=== PASSAGE FOR REVIEW ===
Saving Rhinos, Using Military Dogs

Published 7 years ago

There is blood on the office floor and from a corner, comes a whimper.

“Sorry,” says Zimbabwe-born Jessica Folkertsen as she dabs tissue paper onto the hind leg of a fierce-looking dog to contain the bleeding.

“He was bitten and is leaking a little,” she says clinically.


Anyone else in her position might have panicked but not Folkertsen. She knew Ninjo, her Belgian Malinois who was born in Sarajevo and had done duty as an IED (improvised explosive device) tracker in Afghanistan, was tough enough to handle the injury.

But this was something he had brought upon himself.

Ninjo was ambushed by a feisty German Shepherd named Feya, who was on leave from her day job tracking rhino poachers and had only wanted to play.

Ninjo was not quite as keen and when he refused to give Feya what she wanted, things turned nasty. Folkertsen understands all this because she is the boss. And no, this is not an alternate universe where humans have turned pets into hired help.


Folkertsen is one of the founders of the Save Our Legacy (SOUL) Trust based in the Matopos, about 35 kilometers south of Bulawayo in Zimbabwe. The organization is involved in wildlife conservation with a focus on saving the rhino. That’s why the dogs.

The German Shepherds, who Folkertsen describe as “very intelligent dogs who love working”, are trained to work alongside human trackers to find poachers, ideally before, but sometimes even after they have committed their crime.

With Feya

The idea is that dogs can find scent in grass or granite rock, a feature peculiar to this area. They operate as a team and Folkertsen bands them together.

=== DATA FOR REVIEW ===
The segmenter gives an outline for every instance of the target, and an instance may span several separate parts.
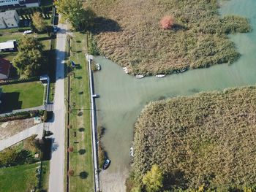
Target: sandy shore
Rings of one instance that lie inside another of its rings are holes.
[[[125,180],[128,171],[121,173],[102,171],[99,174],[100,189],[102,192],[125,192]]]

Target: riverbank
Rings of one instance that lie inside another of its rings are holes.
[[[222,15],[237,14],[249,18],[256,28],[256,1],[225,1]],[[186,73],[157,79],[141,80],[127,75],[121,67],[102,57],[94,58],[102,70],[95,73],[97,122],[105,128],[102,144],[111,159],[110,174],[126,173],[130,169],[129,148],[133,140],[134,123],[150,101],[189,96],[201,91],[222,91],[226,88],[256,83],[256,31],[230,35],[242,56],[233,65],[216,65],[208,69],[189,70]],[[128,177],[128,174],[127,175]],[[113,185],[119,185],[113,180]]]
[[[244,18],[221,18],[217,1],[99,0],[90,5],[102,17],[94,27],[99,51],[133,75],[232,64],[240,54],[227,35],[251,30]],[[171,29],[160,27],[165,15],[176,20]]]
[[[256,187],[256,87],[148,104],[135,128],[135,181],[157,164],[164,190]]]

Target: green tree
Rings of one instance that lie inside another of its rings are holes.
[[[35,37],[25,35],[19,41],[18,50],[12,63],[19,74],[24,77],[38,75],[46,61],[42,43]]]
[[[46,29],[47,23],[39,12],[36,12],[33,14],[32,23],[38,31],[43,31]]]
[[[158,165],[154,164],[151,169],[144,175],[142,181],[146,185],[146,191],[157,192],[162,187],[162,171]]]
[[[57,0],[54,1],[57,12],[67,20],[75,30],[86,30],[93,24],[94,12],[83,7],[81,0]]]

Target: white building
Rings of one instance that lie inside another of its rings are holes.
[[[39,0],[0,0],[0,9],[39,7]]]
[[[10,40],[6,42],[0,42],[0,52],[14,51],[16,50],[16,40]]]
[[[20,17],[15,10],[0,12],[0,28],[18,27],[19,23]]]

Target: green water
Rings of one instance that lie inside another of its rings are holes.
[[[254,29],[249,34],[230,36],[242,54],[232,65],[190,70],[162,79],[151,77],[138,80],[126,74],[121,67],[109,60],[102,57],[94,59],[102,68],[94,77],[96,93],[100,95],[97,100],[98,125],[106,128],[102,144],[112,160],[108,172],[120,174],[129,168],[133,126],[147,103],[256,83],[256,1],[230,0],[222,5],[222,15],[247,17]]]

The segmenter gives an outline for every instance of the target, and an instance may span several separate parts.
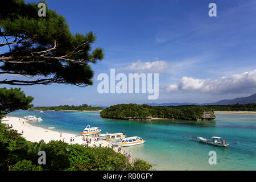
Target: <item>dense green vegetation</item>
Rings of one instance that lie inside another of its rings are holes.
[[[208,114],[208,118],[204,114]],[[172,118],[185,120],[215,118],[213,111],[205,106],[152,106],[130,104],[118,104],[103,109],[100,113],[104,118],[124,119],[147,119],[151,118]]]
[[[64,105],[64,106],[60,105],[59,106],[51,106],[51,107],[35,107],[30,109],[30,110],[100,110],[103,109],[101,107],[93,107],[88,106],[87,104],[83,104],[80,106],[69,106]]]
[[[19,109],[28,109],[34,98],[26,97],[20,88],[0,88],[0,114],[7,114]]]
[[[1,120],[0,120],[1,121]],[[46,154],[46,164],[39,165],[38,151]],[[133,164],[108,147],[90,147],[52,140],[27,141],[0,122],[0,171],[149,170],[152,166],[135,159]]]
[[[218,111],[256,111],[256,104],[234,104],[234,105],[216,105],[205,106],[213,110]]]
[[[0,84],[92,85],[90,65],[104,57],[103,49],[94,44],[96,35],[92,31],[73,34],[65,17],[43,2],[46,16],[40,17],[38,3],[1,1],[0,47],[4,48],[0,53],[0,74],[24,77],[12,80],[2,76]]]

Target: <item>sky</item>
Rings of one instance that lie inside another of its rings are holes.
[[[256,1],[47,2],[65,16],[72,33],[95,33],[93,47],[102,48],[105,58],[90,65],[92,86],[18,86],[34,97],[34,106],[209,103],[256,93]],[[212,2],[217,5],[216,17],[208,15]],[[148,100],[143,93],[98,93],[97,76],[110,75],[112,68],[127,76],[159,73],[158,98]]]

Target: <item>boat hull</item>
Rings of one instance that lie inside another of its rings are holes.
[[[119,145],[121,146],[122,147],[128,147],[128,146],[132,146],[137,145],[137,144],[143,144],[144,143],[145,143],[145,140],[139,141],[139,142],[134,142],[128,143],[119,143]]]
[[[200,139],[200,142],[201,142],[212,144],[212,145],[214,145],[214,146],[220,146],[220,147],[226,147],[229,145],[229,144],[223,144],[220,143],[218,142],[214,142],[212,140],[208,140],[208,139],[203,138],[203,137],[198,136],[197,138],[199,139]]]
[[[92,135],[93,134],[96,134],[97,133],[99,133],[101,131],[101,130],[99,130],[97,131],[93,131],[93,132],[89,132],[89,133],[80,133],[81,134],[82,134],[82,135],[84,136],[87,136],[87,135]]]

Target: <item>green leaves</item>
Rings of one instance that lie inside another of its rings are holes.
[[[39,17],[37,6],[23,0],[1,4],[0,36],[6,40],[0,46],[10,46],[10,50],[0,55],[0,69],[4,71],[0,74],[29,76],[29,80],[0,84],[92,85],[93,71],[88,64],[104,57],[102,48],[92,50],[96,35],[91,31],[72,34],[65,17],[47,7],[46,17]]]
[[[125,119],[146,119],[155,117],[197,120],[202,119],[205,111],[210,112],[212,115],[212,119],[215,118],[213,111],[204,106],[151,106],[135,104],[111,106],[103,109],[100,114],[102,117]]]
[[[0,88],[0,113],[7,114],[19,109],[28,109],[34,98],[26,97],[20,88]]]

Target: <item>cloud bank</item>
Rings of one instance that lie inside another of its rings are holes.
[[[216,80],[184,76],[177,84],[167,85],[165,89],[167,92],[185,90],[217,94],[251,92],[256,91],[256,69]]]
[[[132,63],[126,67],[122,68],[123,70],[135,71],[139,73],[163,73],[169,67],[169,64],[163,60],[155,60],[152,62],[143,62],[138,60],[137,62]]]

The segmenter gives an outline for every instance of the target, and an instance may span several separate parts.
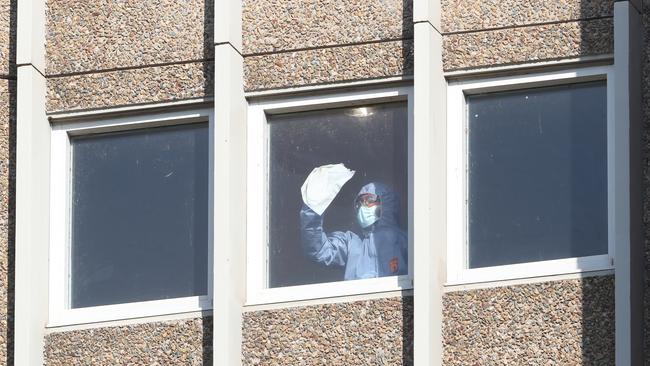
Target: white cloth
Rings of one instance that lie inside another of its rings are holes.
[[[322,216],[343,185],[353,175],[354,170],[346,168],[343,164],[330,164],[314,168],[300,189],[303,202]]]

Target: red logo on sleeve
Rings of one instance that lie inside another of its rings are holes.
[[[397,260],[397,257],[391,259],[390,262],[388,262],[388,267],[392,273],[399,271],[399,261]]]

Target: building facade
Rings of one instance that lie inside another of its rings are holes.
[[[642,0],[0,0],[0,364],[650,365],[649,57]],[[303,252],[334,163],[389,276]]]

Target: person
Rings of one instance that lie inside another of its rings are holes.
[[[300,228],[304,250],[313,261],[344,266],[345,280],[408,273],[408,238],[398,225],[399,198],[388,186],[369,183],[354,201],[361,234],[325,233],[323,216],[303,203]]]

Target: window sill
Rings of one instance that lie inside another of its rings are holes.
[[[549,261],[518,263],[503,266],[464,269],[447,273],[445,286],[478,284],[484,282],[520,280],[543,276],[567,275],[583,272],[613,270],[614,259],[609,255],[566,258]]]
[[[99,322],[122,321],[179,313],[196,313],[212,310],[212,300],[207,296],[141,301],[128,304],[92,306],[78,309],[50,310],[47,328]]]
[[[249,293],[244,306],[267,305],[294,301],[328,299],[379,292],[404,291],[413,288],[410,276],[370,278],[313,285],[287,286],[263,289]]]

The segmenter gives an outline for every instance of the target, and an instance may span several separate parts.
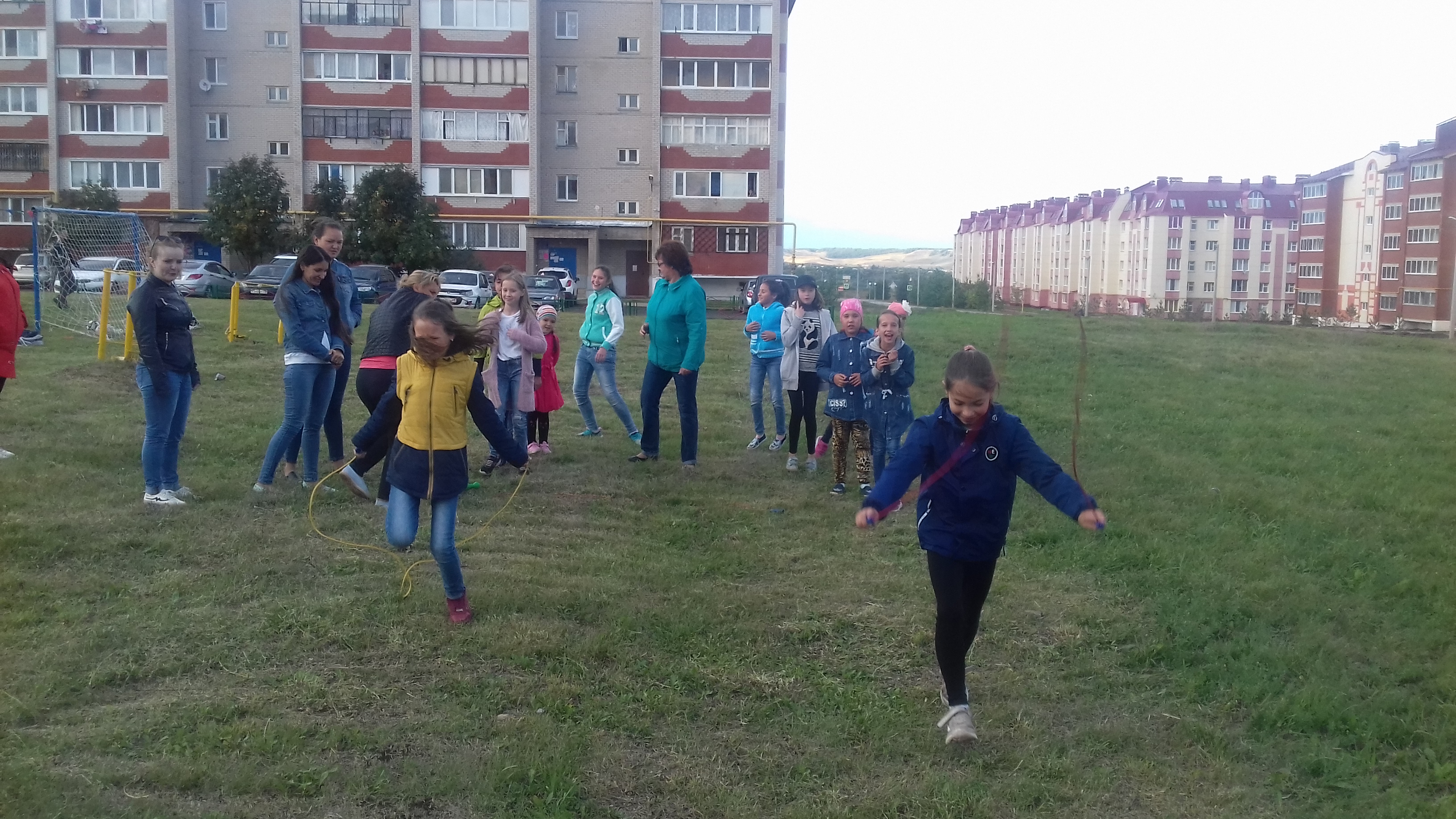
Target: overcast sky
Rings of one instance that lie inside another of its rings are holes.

=== ACTION ITEM ===
Reproduce the passage of the rhino-tracking dogs article between "Published 7 years" and "contain the bleeding.", inclusive.

=== TASK RESULT ===
Published 7 years ago

There is blood on the office floor and from a corner, comes a whimper.

“Sorry,” says Zimbabwe-born Jessica Folkertsen as she dabs tissue paper onto the hind leg of a fierce-looking dog to contain the bleeding.